■ **About this exercise**:
The response should be an exact copy of the records, with the pictures removed.

■ **Stored entries**:
+ + + +

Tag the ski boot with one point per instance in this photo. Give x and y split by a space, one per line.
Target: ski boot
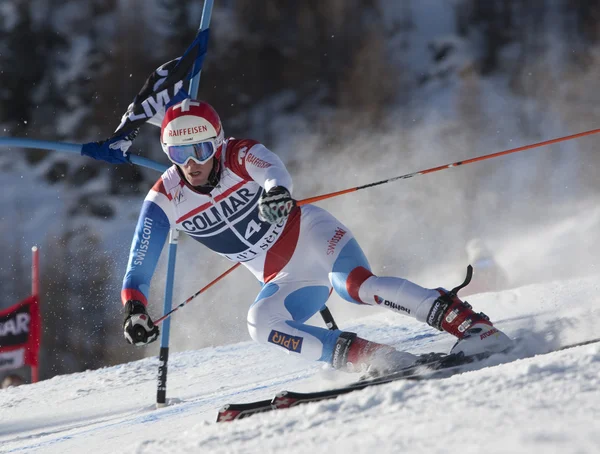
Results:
355 354
475 333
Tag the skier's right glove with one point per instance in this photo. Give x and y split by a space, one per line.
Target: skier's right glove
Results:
138 327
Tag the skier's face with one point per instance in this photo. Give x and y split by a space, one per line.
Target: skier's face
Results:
197 174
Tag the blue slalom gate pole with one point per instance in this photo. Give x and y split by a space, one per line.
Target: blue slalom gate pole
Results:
163 357
19 142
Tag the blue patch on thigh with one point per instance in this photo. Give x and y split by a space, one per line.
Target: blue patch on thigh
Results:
350 257
305 302
327 337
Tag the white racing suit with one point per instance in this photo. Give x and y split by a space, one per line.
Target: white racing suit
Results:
298 261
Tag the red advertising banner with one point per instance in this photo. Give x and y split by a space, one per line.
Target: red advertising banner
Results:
20 332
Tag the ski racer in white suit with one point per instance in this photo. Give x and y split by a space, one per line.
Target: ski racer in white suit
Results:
235 197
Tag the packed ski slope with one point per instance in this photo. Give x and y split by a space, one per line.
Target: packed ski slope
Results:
548 403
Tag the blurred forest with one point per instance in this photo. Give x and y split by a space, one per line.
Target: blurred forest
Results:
69 68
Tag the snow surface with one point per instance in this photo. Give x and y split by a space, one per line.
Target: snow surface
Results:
548 403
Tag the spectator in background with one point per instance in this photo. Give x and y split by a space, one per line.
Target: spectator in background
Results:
488 275
12 380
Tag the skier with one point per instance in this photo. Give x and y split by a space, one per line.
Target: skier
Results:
235 197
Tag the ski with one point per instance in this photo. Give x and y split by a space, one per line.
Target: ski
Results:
239 411
433 366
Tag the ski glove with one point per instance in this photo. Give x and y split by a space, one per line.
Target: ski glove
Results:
138 327
275 205
113 150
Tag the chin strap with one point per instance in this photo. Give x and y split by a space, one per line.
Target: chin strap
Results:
215 174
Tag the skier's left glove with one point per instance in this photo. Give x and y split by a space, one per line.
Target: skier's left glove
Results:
113 150
275 205
138 327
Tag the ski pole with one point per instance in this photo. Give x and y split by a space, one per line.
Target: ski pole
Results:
454 164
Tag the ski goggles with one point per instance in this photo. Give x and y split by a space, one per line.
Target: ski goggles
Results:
198 152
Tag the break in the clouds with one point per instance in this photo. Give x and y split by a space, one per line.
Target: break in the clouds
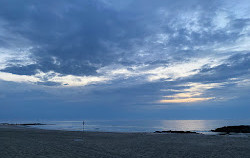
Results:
188 51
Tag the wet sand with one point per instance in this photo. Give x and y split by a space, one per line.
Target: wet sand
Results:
18 142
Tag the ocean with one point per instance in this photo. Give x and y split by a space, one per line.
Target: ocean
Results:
201 126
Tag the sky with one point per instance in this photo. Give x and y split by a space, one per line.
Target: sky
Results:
117 59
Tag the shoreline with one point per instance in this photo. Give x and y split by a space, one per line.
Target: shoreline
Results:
25 142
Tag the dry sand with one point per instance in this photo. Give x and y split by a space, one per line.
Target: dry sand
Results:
17 142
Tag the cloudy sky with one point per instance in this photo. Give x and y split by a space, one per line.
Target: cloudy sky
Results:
117 59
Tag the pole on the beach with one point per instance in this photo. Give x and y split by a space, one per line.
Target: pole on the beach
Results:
83 128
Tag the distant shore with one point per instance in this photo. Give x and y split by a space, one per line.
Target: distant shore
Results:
23 142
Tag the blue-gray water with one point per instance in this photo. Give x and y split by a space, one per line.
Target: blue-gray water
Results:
137 125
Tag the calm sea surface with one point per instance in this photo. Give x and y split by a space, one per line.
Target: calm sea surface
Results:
203 126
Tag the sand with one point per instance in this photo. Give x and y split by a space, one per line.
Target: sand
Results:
17 142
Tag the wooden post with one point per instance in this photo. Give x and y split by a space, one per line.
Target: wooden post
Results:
83 128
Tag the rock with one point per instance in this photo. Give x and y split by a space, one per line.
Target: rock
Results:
234 129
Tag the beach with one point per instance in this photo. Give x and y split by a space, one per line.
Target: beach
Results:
21 142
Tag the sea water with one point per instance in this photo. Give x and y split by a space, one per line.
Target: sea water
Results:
201 126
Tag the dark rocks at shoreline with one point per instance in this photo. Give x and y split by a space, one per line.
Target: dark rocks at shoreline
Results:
233 129
22 124
182 132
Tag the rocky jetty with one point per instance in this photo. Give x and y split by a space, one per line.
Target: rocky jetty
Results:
234 129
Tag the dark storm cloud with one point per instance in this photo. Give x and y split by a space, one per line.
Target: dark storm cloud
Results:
75 31
236 66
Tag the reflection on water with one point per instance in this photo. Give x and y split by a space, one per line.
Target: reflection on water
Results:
138 125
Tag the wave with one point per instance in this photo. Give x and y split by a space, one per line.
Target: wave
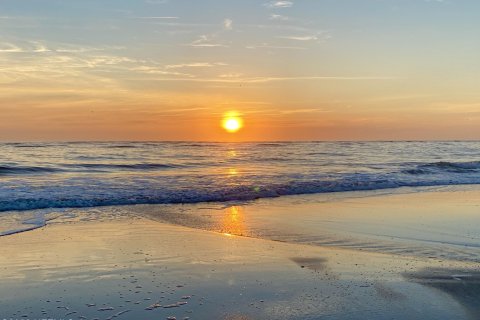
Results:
12 170
18 170
135 166
445 166
91 196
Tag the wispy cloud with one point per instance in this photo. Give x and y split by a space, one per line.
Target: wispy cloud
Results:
279 17
267 46
247 80
279 4
228 24
159 18
299 38
195 65
206 41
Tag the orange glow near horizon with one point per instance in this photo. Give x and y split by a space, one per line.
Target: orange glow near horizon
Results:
232 122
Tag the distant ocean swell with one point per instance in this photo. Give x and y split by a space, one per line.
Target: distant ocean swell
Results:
90 174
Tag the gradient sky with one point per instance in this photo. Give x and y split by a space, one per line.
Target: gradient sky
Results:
295 70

+ + + +

■ **Answer for the task**:
Tag the ski boot with one point per instance in this photo. Give x and y split by a space, one per line.
Target: ski boot
Results:
355 354
475 333
Tag the skier's right glove with one point per instance in this photo. Give x and y split by a space, one per line.
Target: skier's right glove
Results:
138 327
Tag the skier's face with one point per instance in this photo. Give x and y split by a space, one per line.
Target: skier's face
Results:
197 174
Tag the blue slalom gate pole with one point per instance in this photo. Give x and y split by a space, one per line.
Target: blue slalom gate pole
Results:
163 357
19 142
Tag the blue patch on thigh with one point per instance in this photo. Give x and y split by a space, one per line.
Target: blue patch on thigh
Results:
350 257
305 302
327 337
Tag the white racing suit with one point per instance in this photo. Give x and y split by a space, one per line.
Target: white racing suit
Results:
298 261
Tag the red advertising banner with one point per instance in this photo. Give x and y split by a space, one per line.
Target: red advertising banner
Results:
20 332
Tag the ski racer in white suit with one point per instance in this photo. Give x and y split by a space, one per line.
Target: ski racer in white suit
Results:
235 197
Tag the packed ski slope with one point per instance in this photo. Give x and y split by a space, one per line.
Target: packed ski slope
Results:
548 403
Tag the blurred forest with one point per instance in this photo. Give x and y split by a space, one per line.
Target: blurred forest
Results:
69 68
Tag the snow surface with one point per instance in this photo. Give x and y split by a space, one per line.
Target: snow surface
Results:
548 403
Tag the spectator in background with one point per instance in this photo. Give x and y split by a space, one per line.
Target: spectator in background
Results:
488 275
12 380
Tag the skier with one point per instance in this photo. Give x and y split by a space, one per line.
Target: skier
Results:
235 197
Tag the ski with one point per instance in this photo. Give x and y split by a space, one per line.
Target: ski
Results:
239 411
433 366
Tag the ski glove with one point per instance in this photo. Give x and y split by a space, one per line.
Target: ski glove
Results:
138 327
275 205
113 150
Tag the chin strap with one point per instance in this photo. Give x and y split by a space, one per line.
Target: chin strap
Results:
215 174
Tag the skier's left glove with one point per instance in this photo. Give x and y split by a space, one per line.
Target: skier's left glove
Results:
113 150
275 205
138 327
Tag the ski pole with one point per instance in this photo. Give x and y split by a space, one per line.
Target: ski pole
Results:
454 164
Tag the ski goggles with one point per instance in this photo. Give x and y split by a space, one per line.
Target: ski goggles
Results:
198 152
Tag the break in the clouds with one point per instance in this photo. Give x and y split by a space, one per line.
Target: break in the clouds
Results:
188 51
Tag the wet sand with one point per instance in this photo. Give x and y split by a space, one per line.
Target: wet sand
Results:
18 142
Tag the ocean with one point per instance in this photo. Give x and y split by a space, one per line.
Target: ocean
Results:
201 126
Tag the sky with one point per instance in this photo. Give x and y split by a space, one per line.
Target: sky
Results:
117 59
Tag the shoreline with one point per instance in this photo. Give x and y split by a space, one per line.
Target: shoreline
Results:
25 142
Tag the dry sand with one point per instance in this photo. Give x and y split by a space, one per line.
Target: dry sand
Results:
17 142
Tag the cloudy sky with one point per instance in this photo. Give x and y split by a space, one per line.
Target: cloudy sky
Results:
117 59
Tag the pole on the beach with one point per instance in this photo. Give x and y split by a space, one per line.
Target: pole on the beach
Results:
83 128
Tag the distant shore with one point per instance in this photo. Give x and y split by a space, one per line.
Target: distant shore
Results:
23 142
Tag the blue-gray water with one point per instance in this photo. Give x and y split by a space, one per line.
Target: blue-gray water
Results:
137 125
Tag the calm sea surface with one point per instance in this photo. Give x and y split by a space, one per line.
Target: calm sea surface
Results:
203 126
Tag the sand with one point per instance in this photo. Give x and y split by a space, one per line.
Target: sand
Results:
17 142
Tag the wooden post with one point per instance in this photo. Give x and y split by a space, one per line.
Target: wooden post
Results:
83 128
Tag the rock with one point per instance in this photo. Give x and y split by a space, one per line.
Target: rock
Results:
234 129
Tag the beach with one point per instance in this photo. Give x and y split by a space, one per line.
Target: beach
Results:
21 142
Tag the sea water with one point per instance in this photo. Give x and y split by a space, one per line.
Target: sea water
Results:
201 126
Tag the dark rocks at shoreline with one point per instance in this photo. Give x and y split by a space, one per line.
Target: dark rocks at shoreline
Results:
233 129
22 124
182 132
Tag the rocky jetty with one point per instance in this photo. Give x and y split by a space, one per line.
Target: rocky jetty
Results:
234 129
Tag the dark storm cloud with one point per instance in this photo. Give x and y split by a space, one per line.
Target: dark storm cloud
Results:
75 31
236 66
Tag the reflection on water with one point per instance in this photo. Give x and y split by a space, one per line.
Target: reflection on water
Results:
138 125
Tag the wave with one point per instance in this photo. Give x and y split by a space, one per line.
Target: wave
Results:
12 170
18 170
135 166
445 166
91 196
Tag the wispy cloud with one point per instance in this photo. Give x and y split by a space, one per line.
Target: wispy cloud
Results:
279 17
267 46
247 80
279 4
228 24
159 18
299 38
195 65
206 41
Tag the orange glow near horizon with one point per instance in this photo. Give x and y split by a space, one per line.
Target: orange glow near horizon
Results:
232 122
Tag the distant ocean swell with one point per instance in this photo. Give x and y split by a space, one per line.
Target: distant ocean swell
Results:
90 174
Tag the gradient sky with one point per instance in this photo. Give x and y split by a space, one per line.
Target: gradient sky
Results:
295 70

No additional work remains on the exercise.